═══ EXERCISE PASSAGE ═══

Commencement Address: Duke University Nicholas School of the Environment and Earth Sciences



Video of this speech made available by Duke University.


May 13, 2006
Thank you. It’s great to be here. I’m looking out at all you graduates and I see all these people who love and support you—your friends and your families and even your professors.

I know you’ll be celebrating this weekend, and I’m delighted by your good cheer. But I’m also a little nervous. My specialty is climate change, and here I am, in the midst of all of your celebrations, having to talk about rising sea levels and droughts, and hurricanes. I must say, it complicates all the happy clichés I am supposed to offer as your commencement speaker. For example:

  • I am supposed to talk about how “the world is your oyster”—but I hope you like your oysters baked.
  • I am supposed to remind you to “stop and smell the flowers” on your way through life—but just don’t keep your car engine idling while you do it.
  • Lastly, I am supposed to advise you to “soar with the eagles”—but you should know that climate change has the potential to dramatically alter eagles’ habitat and migration patterns. So who knows where you’ll end up?

Yes, it is hard to talk about climate change on a day like this without coming off as a downer. Although, if you’re interested in working to avert catastrophe, the good news is that your services will be in great demand.

Seriously, I don’t really need to go into all these climate change details, because I’m sure you know that atmospheric carbon dioxide levels are rising, and so are average global temperatures, and so are sea levels. I don’t need to tell you all the ways climate change is affecting life from the glaciers of Greenland to the coral reefs of Australia.

I know I don’t need to dwell on these points, because at the Nicholas School you’ve been exposed to many of the great names in environmental science. And living here in North Carolina, you may also have been exposed to a few other great names, like Charley or Isabel or Floyd or Bonnie or Fran or Bertha. Of course we can’t blame individual hurricanes on climate change, but we all know that the energy of hurricanes comes from the heat in ocean waters, and ocean waters aren’t getting any colder these days.

What makes the current situation with climate change even more difficult, of course, is the federal government’s response to it. Though we have only 5% of the world’s population, we produce 25% of the world’s greenhouse gases. And yet the US stands alone with Australia, Monaco, and Lichtenstein in opposing serious international action on this issue. I suppose you could call this group a “coalition of the unwilling.”

As environmental professionals, most of you will be grappling with climate change. Even if your specialty is wildfire management, or water allocation, or transportation, climate change is sure to influence your work. For your generation, I’m convinced it will be the dominant issue in environmental management—and possibly in business and public affairs and international relations as well.

And each of you will have a contribution to make. I say that partly because I know the extraordinary value of the education you’ve received here. But also because the challenge of confronting climate change is so broad in its scope that each of your unique combinations of interests, talents, and expertise will be invaluable in addressing this issue.

═══ DATASET ENTRIES ═══

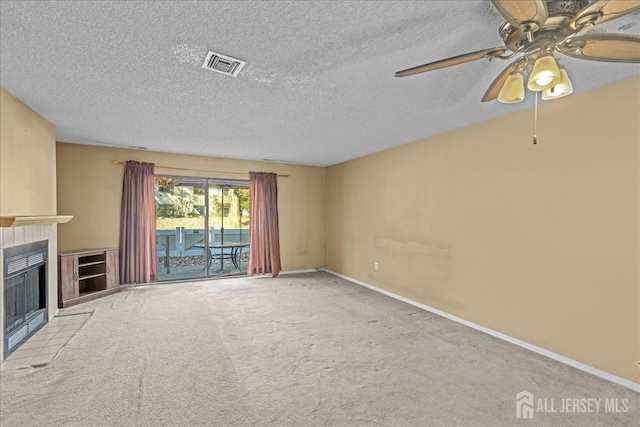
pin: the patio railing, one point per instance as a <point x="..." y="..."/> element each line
<point x="180" y="242"/>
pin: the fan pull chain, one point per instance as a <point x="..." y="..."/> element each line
<point x="535" y="121"/>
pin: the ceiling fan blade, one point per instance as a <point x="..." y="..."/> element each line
<point x="519" y="12"/>
<point x="603" y="47"/>
<point x="495" y="87"/>
<point x="608" y="9"/>
<point x="460" y="59"/>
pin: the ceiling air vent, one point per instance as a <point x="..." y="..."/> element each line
<point x="223" y="64"/>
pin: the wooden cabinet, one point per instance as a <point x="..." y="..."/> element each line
<point x="87" y="274"/>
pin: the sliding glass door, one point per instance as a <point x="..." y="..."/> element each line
<point x="202" y="227"/>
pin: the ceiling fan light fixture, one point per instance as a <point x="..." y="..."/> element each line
<point x="545" y="74"/>
<point x="513" y="89"/>
<point x="563" y="88"/>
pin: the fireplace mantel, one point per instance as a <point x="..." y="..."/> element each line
<point x="21" y="221"/>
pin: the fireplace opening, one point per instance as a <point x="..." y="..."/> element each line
<point x="25" y="293"/>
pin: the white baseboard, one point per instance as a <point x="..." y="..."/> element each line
<point x="555" y="356"/>
<point x="308" y="270"/>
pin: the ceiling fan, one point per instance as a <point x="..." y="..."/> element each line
<point x="539" y="30"/>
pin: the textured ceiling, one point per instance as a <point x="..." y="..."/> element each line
<point x="318" y="87"/>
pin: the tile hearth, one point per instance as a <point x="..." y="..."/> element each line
<point x="45" y="345"/>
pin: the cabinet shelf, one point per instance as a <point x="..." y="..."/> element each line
<point x="86" y="274"/>
<point x="90" y="276"/>
<point x="87" y="264"/>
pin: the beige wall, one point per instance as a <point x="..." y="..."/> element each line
<point x="539" y="242"/>
<point x="27" y="160"/>
<point x="27" y="186"/>
<point x="90" y="188"/>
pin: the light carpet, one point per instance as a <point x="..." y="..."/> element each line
<point x="300" y="350"/>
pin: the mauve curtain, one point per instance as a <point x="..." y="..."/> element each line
<point x="264" y="247"/>
<point x="138" y="263"/>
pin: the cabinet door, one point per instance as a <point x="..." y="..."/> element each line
<point x="68" y="281"/>
<point x="113" y="272"/>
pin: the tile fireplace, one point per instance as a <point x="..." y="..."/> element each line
<point x="28" y="282"/>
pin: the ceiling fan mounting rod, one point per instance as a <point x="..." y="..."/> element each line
<point x="511" y="55"/>
<point x="528" y="28"/>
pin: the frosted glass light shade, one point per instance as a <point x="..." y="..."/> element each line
<point x="545" y="74"/>
<point x="513" y="89"/>
<point x="563" y="88"/>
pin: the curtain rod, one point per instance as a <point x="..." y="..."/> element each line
<point x="117" y="162"/>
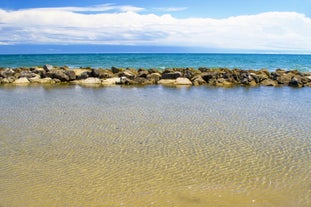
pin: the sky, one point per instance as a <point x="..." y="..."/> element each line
<point x="235" y="26"/>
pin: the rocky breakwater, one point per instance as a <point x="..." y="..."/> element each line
<point x="219" y="77"/>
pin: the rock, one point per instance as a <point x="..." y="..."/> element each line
<point x="71" y="75"/>
<point x="42" y="81"/>
<point x="154" y="77"/>
<point x="7" y="73"/>
<point x="252" y="83"/>
<point x="111" y="81"/>
<point x="141" y="81"/>
<point x="21" y="81"/>
<point x="269" y="82"/>
<point x="58" y="74"/>
<point x="48" y="67"/>
<point x="183" y="81"/>
<point x="101" y="73"/>
<point x="284" y="79"/>
<point x="33" y="79"/>
<point x="295" y="82"/>
<point x="90" y="81"/>
<point x="27" y="74"/>
<point x="188" y="74"/>
<point x="84" y="75"/>
<point x="39" y="71"/>
<point x="255" y="77"/>
<point x="208" y="76"/>
<point x="171" y="75"/>
<point x="79" y="71"/>
<point x="167" y="81"/>
<point x="128" y="74"/>
<point x="116" y="70"/>
<point x="224" y="83"/>
<point x="198" y="80"/>
<point x="143" y="73"/>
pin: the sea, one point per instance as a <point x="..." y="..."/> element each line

═══

§ ACTIVITY
According to the commencement address, what share of the world's greenhouse gases does the US produce? Please answer in a few words.

§ RESPONSE
25% of the world's greenhouse gases